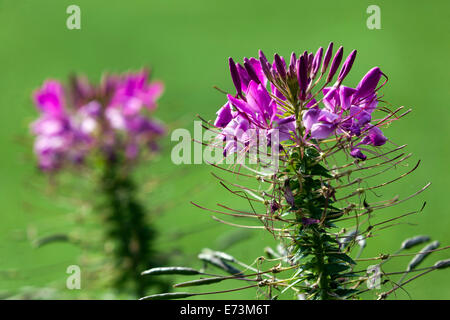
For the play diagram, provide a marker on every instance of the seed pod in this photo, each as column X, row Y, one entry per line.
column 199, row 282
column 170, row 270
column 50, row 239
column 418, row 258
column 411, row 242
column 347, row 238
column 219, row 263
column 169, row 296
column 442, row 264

* * *

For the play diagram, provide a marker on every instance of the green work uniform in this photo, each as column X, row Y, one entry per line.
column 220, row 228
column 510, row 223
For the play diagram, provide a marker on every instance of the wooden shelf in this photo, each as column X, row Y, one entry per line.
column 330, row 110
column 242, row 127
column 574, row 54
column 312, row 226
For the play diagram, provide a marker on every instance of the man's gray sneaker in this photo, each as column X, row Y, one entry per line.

...

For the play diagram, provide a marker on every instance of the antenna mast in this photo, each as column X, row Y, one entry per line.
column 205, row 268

Exercise brief. Echo the data from the line with "of the wooden" to the line with "of the man's", reproducing each line precisely.

Output.
For the play diagram, provide a marker on every instance of the wooden shelf in this photo, each as column X, row Y, one entry per line.
column 330, row 110
column 242, row 127
column 574, row 54
column 312, row 226
For the play diagram, provide a marker on every instance of the man's gray sneaker in this photo, each as column X, row Y, one entry per line.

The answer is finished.